Reproduce every one of the records below verbatim, line for line.

## DATA FOR THIS EXERCISE
================

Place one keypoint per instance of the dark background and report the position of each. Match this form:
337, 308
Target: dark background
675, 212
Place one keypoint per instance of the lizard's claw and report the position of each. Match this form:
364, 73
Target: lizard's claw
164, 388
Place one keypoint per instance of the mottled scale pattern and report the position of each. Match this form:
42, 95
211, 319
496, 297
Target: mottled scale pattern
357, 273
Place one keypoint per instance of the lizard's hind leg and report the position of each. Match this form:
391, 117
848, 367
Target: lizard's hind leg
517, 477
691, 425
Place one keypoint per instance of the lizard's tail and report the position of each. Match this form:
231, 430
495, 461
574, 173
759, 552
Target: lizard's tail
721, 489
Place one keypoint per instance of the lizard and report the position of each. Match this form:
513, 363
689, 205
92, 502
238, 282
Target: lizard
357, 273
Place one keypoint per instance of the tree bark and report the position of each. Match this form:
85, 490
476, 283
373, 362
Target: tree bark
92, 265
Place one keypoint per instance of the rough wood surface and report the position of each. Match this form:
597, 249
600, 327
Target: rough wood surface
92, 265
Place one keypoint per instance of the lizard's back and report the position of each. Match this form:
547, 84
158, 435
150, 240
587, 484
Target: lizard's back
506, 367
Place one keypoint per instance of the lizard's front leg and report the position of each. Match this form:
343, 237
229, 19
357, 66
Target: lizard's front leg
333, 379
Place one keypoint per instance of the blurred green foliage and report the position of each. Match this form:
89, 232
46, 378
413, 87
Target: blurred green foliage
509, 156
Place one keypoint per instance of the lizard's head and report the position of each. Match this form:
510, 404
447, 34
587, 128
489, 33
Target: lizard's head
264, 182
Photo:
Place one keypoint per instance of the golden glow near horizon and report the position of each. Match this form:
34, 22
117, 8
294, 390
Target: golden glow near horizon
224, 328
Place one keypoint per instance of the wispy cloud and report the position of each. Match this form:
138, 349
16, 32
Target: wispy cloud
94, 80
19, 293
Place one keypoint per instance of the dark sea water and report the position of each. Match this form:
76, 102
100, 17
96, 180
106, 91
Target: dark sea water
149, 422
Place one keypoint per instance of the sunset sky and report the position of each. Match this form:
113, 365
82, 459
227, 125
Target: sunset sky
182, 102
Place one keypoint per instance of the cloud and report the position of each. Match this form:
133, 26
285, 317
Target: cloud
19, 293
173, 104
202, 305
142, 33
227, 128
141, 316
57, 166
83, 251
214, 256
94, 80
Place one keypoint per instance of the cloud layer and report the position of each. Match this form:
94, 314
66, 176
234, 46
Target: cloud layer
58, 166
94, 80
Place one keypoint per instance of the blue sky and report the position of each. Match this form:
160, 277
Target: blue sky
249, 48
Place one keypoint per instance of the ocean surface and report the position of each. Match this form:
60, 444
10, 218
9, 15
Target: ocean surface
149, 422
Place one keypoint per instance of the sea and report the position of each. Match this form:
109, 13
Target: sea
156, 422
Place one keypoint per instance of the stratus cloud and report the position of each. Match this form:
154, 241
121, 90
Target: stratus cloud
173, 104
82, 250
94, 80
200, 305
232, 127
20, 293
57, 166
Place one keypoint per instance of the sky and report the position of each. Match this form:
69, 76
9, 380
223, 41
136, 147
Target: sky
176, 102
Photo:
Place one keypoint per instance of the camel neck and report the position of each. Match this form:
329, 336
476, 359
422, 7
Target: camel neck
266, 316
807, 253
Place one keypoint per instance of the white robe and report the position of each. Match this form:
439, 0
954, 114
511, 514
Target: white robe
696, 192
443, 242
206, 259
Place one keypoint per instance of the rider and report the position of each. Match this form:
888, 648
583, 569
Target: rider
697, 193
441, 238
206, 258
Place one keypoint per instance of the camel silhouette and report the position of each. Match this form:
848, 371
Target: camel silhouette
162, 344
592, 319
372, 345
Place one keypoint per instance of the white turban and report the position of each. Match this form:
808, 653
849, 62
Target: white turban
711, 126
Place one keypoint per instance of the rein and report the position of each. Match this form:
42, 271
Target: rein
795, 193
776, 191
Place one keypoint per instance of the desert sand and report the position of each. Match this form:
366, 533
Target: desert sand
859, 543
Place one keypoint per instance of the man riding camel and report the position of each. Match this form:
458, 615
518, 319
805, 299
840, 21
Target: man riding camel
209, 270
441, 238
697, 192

================

## RESPONSE TO THE EXERCISE
Place one keypoint per instance of the dark background and report the position of each. Match this form:
337, 308
Target: dark background
675, 212
Place one keypoint per instance of the lizard's claw and report the position of each. Match this form:
364, 73
Target: lizard's claw
164, 388
Place one keypoint per instance of the mottled scale pattern and report the position of each. Match this form:
42, 95
211, 319
496, 297
Target: mottled scale pattern
357, 273
Place one keypoint per instance of the lizard's hind leg and report the position of each. Match this form:
391, 117
848, 367
Target: lizard's hind leg
517, 477
691, 425
Place one keypoint per instance of the lizard's tail and report the position of each. Match this form:
231, 430
495, 461
574, 173
759, 552
Target: lizard's tail
721, 489
Place one keypoint per instance of the lizard and report the position of each. Match this form:
513, 363
689, 205
92, 502
238, 282
Target: lizard
357, 273
Place one keypoint per instance of the tree bark and report the position of each. Match this form:
85, 490
476, 283
373, 362
Target: tree bark
92, 265
Place one keypoint per instance of the rough wood surface and report the position of each. Match this form:
597, 249
600, 327
Target: rough wood surface
92, 265
Place one keypoint per instance of the lizard's back and report the position of each. Match this form:
547, 84
158, 435
150, 240
587, 484
Target: lizard's back
506, 367
Place one keypoint per instance of the lizard's front leg and report the position of each. Match this form:
343, 237
229, 19
357, 66
Target: lizard's front leg
333, 379
Place one keypoint per instance of the blurred green foliage and report the position of each. Match this form:
89, 232
46, 378
413, 87
Target: blurred green foliage
509, 156
Place one keypoint per instance of the lizard's head and report the position of each. Match this form:
510, 404
447, 34
587, 128
489, 33
Target: lizard's head
264, 182
Photo:
Place one keypoint per instance of the golden glow near horizon and report the position of each. Match this form:
34, 22
117, 8
294, 390
Target: golden glow near horizon
224, 328
Place one keypoint per instance of the wispy cloud and report the position of each. Match this form:
138, 349
16, 32
Target: wispy cloud
94, 80
19, 293
Place one keypoint per instance of the dark sea water and report the position of each. Match this form:
76, 102
100, 17
96, 180
106, 91
Target: dark sea water
149, 422
Place one keypoint per instance of the sunset sky and report the position of each. Match this form:
113, 365
82, 459
227, 125
Target: sunset sky
182, 102
Place one keypoint per instance of the cloud and report the position of each. Match this form:
133, 26
285, 317
Target: cloud
19, 293
173, 104
202, 305
142, 33
227, 128
141, 316
57, 166
83, 251
214, 256
94, 80
Place one keypoint per instance of the cloud layer and report the position of each. Match this form:
94, 314
66, 176
234, 46
Target: cloud layer
58, 166
94, 80
Place one keypoint per instance of the blue sky and report the position of each. Match this form:
160, 277
Target: blue sky
249, 48
Place one keypoint per instance of the ocean surface and report the position of each. Match this form:
60, 444
10, 218
9, 15
Target: ocean surface
149, 422
Place one keypoint per instance of the sea and report the position of each. Match this form:
109, 13
Target: sea
156, 422
Place one keypoint per instance of the stratus cloud and report the position of each. Match this form:
154, 241
121, 90
Target: stratus cloud
173, 104
82, 250
94, 80
200, 305
232, 127
20, 293
57, 166
Place one keypoint per instance of the sky and report the position of each. Match this form:
69, 76
9, 380
223, 41
136, 147
Target: sky
176, 102
Photo:
Place one keypoint per instance of the camel neck and report the position of each. Match this form:
329, 336
476, 359
422, 7
Target: camel neck
266, 316
807, 253
Place one keypoint per instance of the white robe and report the position of each. Match this form:
439, 0
954, 114
511, 514
Target: white robe
696, 192
443, 242
206, 259
Place one keypoint per instance of the rider and report the position of each. Match this form:
888, 648
583, 569
Target: rider
697, 193
441, 238
206, 258
Place one keypoint per instance of the camel silhouette and report the position of each. Match this form:
848, 371
Target: camel silhouette
162, 344
592, 319
372, 345
Place one keypoint per instance of the white turban and report the position of each. Match this form:
808, 653
849, 62
Target: white turban
711, 126
Place one keypoint per instance of the rein and report the position of each. Match this form:
42, 271
Target: rein
795, 193
776, 191
Place one keypoint per instance of the desert sand and report the position of each. Match this form:
366, 533
Target: desert sand
859, 543
Place one keypoint per instance of the man riding camel and report the position of each. Match this form:
458, 615
518, 319
805, 299
840, 21
Target: man riding camel
209, 270
441, 238
697, 192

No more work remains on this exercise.